───── RECORDS

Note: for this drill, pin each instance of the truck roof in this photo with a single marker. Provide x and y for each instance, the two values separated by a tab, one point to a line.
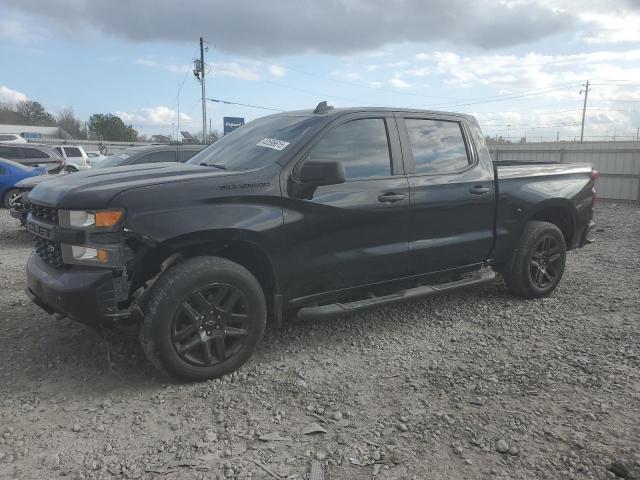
328	110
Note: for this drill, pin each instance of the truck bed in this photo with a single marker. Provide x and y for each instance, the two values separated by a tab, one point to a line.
522	169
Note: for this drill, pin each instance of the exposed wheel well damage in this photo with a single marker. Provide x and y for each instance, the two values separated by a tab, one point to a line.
150	262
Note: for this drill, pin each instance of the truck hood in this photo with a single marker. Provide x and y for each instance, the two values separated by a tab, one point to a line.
92	189
30	182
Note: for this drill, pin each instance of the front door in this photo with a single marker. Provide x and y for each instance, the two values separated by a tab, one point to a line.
452	194
354	233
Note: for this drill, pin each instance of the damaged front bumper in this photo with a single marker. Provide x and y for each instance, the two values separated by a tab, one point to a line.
86	294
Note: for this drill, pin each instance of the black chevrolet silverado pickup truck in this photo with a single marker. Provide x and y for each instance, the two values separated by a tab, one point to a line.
309	213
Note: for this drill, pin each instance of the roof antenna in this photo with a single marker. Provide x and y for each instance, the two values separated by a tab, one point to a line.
323	107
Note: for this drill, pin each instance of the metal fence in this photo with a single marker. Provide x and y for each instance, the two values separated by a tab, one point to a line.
617	162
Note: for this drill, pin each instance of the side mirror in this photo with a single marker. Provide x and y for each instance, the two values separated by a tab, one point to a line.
322	173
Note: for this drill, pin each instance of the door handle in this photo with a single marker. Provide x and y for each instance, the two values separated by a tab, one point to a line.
390	197
479	190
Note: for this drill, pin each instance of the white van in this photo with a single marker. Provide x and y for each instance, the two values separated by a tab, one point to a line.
75	158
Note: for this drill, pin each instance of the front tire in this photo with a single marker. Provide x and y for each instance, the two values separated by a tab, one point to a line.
203	318
11	198
538	262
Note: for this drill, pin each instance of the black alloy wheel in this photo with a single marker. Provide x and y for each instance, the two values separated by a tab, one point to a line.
211	325
537	262
203	318
544	263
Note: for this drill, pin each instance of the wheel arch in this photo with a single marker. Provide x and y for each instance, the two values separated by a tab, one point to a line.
245	248
561	213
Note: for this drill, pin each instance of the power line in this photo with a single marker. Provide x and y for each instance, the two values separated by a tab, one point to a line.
584	108
226	102
500	98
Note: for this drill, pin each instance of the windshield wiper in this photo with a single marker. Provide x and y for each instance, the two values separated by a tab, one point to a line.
215	165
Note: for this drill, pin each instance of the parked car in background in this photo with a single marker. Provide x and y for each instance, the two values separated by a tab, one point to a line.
11	138
176	152
314	213
10	174
33	155
93	158
75	158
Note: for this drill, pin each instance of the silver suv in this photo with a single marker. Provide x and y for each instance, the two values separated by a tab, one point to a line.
32	155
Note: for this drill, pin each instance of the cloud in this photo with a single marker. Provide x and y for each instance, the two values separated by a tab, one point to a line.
277	71
146	62
399	83
248	71
300	26
612	27
152	117
8	95
509	73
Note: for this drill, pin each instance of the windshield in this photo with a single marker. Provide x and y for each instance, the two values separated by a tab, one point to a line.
256	144
113	160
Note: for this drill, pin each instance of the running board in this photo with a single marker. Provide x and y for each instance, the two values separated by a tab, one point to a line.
322	311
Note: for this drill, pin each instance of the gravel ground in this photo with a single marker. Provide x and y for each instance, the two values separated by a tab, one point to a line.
472	385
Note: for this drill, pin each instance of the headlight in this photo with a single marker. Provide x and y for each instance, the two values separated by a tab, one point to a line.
79	218
85	255
100	218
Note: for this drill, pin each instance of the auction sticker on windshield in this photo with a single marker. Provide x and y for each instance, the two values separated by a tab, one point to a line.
273	143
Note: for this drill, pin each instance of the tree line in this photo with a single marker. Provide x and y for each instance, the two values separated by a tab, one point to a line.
104	127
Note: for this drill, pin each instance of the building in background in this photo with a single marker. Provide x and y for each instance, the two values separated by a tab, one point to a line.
35	133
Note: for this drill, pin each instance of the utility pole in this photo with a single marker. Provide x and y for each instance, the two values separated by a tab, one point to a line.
584	108
198	72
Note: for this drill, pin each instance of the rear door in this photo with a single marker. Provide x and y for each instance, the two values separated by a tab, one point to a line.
354	233
452	194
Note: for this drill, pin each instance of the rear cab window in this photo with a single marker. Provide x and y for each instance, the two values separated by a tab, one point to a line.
10	153
72	152
438	146
362	145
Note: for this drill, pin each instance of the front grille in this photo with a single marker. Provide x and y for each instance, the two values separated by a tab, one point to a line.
49	251
48	214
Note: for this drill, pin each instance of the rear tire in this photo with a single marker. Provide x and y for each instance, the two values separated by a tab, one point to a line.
203	318
538	262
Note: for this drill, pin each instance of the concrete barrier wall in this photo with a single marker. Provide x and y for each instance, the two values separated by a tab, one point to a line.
617	162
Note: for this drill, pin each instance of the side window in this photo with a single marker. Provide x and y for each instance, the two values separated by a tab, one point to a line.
361	145
156	157
438	146
72	152
10	153
186	154
33	153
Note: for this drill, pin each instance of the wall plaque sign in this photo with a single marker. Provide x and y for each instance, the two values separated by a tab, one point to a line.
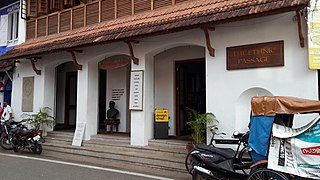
78	135
267	54
136	90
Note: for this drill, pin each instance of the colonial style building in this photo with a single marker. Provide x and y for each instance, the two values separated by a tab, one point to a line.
10	23
210	55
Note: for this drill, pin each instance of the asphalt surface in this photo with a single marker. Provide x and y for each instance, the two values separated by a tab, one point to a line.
18	167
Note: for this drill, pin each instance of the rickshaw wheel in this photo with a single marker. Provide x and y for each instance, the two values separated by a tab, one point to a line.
266	174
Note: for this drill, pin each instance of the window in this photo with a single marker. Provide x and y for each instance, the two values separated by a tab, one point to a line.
13	24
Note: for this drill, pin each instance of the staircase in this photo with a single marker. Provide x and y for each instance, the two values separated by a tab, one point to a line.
163	158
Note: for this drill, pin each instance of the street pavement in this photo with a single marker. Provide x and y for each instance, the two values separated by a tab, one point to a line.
20	167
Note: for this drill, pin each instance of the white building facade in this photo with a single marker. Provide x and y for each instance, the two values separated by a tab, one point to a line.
174	68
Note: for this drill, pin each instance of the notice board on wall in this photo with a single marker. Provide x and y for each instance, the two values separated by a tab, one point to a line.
136	90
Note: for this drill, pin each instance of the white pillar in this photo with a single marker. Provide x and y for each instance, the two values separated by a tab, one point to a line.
87	98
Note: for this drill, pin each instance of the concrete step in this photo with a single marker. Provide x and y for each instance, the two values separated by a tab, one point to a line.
163	155
121	150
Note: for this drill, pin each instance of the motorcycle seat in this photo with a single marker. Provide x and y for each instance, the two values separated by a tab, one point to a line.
227	153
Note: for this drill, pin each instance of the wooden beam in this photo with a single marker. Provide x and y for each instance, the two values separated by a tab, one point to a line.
301	38
33	61
207	35
75	63
134	59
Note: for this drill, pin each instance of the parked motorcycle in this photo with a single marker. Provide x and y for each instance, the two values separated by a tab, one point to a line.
220	163
27	139
6	133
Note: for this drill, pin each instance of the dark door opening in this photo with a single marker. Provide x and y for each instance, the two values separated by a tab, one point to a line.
190	92
66	96
102	99
71	100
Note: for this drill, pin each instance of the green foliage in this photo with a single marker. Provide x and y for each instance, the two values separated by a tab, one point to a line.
199	123
42	117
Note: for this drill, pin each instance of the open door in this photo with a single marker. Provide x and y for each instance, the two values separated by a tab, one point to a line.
190	92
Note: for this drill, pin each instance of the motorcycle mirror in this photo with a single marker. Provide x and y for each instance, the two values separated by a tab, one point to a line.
236	133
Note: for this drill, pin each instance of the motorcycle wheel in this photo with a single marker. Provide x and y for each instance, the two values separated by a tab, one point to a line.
15	148
5	143
190	162
37	149
196	176
266	174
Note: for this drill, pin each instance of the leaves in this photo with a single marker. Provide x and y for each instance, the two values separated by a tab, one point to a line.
42	117
199	123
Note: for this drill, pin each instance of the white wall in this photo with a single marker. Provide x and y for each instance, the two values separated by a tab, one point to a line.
225	89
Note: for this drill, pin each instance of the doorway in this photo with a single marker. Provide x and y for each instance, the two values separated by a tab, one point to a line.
190	92
71	100
102	99
66	96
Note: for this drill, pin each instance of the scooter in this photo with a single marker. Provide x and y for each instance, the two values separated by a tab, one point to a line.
27	139
220	163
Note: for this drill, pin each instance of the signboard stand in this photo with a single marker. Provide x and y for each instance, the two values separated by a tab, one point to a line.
78	135
161	124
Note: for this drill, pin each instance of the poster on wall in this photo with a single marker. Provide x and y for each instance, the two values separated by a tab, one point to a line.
27	94
314	35
136	90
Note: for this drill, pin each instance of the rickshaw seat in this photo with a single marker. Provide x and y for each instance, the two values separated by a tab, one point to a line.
227	153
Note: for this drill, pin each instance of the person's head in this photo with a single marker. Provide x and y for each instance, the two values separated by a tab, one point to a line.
112	104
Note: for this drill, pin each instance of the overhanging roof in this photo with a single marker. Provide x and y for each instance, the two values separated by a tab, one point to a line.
170	19
272	105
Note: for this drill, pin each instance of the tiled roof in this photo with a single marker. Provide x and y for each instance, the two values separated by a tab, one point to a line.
6	64
190	14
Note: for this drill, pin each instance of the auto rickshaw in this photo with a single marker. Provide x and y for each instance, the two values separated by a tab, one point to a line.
274	144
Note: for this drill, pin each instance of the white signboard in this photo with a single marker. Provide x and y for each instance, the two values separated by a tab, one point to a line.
298	154
136	90
78	135
314	34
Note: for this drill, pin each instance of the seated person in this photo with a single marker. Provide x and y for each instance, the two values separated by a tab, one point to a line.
112	117
112	112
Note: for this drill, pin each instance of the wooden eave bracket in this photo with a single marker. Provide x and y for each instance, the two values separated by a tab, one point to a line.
134	59
301	38
33	61
75	63
206	30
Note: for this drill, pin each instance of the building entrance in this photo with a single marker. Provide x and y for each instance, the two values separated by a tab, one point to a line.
66	94
190	92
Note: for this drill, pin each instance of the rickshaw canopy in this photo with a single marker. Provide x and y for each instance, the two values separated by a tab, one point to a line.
272	105
263	113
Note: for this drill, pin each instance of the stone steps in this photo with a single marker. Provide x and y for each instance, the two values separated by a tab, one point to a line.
159	155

──────────

(WHAT TO WORK ON) Set down, word for word, every line from the line that holds "Note: for this drill, pin each instance of the building entrance" to the end of the entries above, including both ends.

(SOLUTION TO THE PROBLEM)
Note: for this drill, pin each instance of the building entrance in this photo with a single marker. Provide x and y for each instance, the two values separated by a tab, one point to a line.
66	94
190	92
Note: for this drill, pin each instance of the rickshaw canopy in this photo with a single marker. Provide x and y for each instance, the two values separated by a tab, one point to a line.
272	105
263	113
Note: for this drill, pin each instance of the stone steps in this photo with a single marker. Provide x and y for each instance, the two values separated by a tab, one point to a line.
159	155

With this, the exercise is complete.